# Start of Rows

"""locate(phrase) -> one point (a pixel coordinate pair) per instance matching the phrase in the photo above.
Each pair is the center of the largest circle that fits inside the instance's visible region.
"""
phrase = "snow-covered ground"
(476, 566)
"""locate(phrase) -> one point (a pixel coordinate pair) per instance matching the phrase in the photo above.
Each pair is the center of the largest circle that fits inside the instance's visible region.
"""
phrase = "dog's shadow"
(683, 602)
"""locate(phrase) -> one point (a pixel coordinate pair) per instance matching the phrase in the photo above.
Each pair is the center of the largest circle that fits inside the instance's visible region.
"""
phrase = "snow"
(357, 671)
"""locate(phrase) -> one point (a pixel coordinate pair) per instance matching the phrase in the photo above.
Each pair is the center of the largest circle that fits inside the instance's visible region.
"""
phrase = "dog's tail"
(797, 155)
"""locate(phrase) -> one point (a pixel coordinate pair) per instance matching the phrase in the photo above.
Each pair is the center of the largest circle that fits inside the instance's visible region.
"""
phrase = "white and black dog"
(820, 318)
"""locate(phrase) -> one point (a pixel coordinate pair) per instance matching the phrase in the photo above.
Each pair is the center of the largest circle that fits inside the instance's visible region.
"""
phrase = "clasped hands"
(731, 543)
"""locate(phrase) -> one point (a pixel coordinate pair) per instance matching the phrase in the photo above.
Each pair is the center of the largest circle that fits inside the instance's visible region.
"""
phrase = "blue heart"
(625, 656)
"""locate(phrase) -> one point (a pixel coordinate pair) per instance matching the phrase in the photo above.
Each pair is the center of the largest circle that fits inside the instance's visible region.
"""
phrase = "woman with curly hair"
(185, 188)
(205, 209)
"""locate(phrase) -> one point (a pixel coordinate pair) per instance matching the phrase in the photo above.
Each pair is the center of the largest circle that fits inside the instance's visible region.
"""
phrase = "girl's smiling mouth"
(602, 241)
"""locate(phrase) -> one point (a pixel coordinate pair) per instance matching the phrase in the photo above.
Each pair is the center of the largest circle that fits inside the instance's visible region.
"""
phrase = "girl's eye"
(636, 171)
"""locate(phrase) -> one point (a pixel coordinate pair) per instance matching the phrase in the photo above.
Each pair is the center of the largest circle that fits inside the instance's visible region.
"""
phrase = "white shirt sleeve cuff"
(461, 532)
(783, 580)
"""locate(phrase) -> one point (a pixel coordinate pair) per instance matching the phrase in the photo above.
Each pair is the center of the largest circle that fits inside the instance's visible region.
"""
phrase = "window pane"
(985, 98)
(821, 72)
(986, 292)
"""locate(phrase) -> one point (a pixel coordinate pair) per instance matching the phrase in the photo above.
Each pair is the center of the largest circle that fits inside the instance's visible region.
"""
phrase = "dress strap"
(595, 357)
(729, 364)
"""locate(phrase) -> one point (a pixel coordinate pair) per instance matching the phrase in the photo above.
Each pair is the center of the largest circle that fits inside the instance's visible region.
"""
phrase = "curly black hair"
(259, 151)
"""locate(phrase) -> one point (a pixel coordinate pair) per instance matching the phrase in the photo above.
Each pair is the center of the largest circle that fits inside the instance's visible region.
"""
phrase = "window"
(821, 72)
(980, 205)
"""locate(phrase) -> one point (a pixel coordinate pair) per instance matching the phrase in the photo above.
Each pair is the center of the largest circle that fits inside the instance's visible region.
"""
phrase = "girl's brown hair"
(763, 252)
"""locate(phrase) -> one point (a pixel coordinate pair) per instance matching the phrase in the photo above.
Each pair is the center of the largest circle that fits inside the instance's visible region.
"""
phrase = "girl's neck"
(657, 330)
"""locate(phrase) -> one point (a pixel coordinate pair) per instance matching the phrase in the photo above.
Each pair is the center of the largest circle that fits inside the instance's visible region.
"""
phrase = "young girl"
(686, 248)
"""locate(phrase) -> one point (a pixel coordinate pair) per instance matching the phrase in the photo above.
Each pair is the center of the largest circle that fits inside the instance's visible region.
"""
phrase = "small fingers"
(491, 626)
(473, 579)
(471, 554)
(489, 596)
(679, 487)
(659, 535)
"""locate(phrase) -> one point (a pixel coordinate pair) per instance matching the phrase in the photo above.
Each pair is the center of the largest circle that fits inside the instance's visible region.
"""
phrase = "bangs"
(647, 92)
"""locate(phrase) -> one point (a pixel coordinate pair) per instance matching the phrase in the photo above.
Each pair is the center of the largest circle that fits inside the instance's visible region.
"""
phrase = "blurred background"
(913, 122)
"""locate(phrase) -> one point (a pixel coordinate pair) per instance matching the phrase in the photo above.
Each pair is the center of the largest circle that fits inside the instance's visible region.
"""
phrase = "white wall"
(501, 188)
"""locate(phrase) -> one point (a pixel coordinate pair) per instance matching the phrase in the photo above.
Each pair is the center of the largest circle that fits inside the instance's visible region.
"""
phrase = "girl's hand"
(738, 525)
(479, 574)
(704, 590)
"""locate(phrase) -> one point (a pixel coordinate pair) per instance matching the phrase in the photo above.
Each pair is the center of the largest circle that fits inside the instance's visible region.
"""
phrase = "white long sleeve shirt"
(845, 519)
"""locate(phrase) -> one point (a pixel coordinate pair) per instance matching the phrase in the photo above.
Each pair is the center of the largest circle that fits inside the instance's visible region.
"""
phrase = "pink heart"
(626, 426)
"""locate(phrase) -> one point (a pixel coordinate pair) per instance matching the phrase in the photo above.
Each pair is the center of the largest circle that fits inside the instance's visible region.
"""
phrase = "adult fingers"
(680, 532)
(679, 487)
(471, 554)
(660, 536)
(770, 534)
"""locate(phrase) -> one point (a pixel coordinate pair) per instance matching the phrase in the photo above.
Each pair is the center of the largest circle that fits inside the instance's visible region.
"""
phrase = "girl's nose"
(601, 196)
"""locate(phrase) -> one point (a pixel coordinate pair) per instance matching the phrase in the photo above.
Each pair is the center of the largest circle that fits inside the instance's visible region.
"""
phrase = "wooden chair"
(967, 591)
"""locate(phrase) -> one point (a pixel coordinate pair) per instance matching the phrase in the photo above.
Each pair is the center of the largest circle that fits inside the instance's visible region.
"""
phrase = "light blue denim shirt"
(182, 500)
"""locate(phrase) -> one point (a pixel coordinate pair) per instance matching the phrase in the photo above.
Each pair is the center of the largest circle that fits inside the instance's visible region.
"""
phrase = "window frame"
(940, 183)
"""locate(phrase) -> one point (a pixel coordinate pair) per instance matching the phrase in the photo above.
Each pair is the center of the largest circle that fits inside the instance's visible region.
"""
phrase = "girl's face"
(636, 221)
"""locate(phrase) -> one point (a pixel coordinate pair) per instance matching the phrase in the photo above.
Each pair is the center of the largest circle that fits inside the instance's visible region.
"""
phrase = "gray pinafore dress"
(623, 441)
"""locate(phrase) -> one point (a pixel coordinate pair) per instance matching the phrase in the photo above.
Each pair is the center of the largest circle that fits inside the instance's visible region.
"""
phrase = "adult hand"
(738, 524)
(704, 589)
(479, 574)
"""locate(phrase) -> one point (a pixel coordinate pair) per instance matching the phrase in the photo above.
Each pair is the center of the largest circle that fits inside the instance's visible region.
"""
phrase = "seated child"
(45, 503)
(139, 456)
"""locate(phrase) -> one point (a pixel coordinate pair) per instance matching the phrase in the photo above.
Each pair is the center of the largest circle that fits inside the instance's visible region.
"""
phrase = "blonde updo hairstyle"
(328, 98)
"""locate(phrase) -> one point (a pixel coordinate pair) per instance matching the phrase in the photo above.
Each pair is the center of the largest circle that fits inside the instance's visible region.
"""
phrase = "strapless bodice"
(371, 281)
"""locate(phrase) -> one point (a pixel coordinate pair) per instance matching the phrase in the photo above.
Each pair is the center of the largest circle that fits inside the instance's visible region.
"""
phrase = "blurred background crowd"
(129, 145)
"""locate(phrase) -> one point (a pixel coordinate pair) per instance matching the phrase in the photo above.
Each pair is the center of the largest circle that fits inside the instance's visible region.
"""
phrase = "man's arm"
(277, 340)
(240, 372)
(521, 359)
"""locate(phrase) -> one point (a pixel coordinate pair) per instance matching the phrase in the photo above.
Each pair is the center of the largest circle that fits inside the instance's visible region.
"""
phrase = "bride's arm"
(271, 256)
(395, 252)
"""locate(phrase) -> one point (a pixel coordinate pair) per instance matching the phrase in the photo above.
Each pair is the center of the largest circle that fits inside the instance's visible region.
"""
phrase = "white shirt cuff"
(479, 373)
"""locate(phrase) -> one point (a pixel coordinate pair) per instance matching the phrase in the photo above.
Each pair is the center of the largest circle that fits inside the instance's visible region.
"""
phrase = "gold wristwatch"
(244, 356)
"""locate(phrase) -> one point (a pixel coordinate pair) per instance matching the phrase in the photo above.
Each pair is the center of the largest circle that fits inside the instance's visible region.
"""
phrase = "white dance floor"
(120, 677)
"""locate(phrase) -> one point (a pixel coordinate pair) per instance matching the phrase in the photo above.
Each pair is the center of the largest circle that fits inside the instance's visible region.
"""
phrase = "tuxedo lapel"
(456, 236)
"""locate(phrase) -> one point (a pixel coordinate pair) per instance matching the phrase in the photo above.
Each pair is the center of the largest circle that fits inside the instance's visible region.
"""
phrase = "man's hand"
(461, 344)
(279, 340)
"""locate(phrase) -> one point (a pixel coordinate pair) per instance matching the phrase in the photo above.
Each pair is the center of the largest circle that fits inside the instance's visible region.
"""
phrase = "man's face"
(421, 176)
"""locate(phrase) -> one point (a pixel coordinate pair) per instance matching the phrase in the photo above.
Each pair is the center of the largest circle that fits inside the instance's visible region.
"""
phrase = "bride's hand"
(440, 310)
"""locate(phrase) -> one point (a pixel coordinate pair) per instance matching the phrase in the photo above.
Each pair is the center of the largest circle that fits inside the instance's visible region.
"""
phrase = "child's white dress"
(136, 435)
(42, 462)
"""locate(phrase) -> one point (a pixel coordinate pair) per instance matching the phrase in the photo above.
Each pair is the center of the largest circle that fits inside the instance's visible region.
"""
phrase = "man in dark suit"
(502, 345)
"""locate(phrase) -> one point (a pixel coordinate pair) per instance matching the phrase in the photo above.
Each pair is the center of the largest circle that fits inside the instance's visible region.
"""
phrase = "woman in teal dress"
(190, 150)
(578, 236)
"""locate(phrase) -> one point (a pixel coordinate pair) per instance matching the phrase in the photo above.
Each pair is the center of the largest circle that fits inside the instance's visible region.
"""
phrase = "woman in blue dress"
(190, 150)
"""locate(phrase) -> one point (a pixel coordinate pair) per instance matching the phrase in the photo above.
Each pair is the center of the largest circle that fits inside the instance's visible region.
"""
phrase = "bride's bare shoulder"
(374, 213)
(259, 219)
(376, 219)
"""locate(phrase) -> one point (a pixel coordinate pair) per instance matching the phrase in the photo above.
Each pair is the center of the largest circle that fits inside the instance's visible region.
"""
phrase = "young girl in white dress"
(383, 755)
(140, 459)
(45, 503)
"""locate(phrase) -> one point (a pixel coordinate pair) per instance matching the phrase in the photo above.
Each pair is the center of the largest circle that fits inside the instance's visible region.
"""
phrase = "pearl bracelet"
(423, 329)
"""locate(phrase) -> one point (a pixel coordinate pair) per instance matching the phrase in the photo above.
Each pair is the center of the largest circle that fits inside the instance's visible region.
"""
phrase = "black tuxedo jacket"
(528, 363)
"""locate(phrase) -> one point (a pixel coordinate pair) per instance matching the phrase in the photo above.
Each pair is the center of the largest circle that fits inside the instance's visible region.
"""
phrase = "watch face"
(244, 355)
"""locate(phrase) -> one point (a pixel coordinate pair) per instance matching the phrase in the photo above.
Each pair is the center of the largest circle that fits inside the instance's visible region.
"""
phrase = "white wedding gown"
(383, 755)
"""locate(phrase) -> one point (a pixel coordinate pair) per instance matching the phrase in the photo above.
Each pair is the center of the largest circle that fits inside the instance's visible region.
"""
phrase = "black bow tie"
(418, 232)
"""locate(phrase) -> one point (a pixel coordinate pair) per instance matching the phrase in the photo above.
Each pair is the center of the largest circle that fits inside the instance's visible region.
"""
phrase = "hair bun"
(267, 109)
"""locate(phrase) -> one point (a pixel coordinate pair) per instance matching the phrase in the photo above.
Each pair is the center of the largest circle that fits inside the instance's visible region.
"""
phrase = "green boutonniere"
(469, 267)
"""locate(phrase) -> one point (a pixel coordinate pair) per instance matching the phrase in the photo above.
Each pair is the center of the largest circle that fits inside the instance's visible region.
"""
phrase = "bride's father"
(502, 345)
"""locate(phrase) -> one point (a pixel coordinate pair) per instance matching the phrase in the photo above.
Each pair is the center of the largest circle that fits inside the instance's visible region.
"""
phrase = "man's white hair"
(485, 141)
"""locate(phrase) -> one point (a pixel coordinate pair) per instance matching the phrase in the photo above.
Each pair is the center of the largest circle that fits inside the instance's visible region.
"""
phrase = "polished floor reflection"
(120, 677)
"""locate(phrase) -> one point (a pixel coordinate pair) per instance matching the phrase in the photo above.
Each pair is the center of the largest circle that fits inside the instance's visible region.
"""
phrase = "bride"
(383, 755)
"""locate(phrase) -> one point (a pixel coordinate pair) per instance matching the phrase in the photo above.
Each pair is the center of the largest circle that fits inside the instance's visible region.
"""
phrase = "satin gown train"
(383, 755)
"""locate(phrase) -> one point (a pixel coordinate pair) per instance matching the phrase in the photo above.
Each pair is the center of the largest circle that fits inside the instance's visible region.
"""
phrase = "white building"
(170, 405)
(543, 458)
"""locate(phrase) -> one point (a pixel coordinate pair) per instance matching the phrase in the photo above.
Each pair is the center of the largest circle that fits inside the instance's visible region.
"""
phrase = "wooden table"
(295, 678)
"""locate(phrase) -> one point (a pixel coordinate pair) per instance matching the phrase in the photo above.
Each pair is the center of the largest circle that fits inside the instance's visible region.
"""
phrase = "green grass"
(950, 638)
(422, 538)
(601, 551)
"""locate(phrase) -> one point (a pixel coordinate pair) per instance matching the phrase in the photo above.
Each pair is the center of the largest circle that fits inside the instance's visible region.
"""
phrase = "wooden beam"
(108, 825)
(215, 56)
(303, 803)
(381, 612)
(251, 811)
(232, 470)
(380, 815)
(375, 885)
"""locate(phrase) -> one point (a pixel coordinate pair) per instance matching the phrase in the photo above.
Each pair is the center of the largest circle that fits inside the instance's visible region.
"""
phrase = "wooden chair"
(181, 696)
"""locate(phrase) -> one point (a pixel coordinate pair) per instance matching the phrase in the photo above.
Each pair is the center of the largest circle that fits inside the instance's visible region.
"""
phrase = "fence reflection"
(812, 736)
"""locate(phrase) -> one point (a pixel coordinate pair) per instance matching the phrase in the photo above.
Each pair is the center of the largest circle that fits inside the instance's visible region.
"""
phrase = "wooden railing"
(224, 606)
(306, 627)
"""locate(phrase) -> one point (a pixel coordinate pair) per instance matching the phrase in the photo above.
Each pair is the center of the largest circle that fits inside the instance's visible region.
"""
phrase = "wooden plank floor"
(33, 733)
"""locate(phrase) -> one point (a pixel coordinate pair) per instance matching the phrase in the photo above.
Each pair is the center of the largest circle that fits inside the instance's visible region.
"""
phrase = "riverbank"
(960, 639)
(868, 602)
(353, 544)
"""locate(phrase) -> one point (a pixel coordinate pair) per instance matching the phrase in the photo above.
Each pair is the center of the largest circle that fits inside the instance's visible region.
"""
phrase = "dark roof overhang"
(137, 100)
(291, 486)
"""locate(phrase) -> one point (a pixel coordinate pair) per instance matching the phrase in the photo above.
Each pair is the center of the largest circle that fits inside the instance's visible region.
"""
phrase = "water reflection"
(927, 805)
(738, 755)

# End of Rows

- **Your instructions**: How many lines in the entries above contain the word "woman"? Reply with the number only.

- **Result**: 3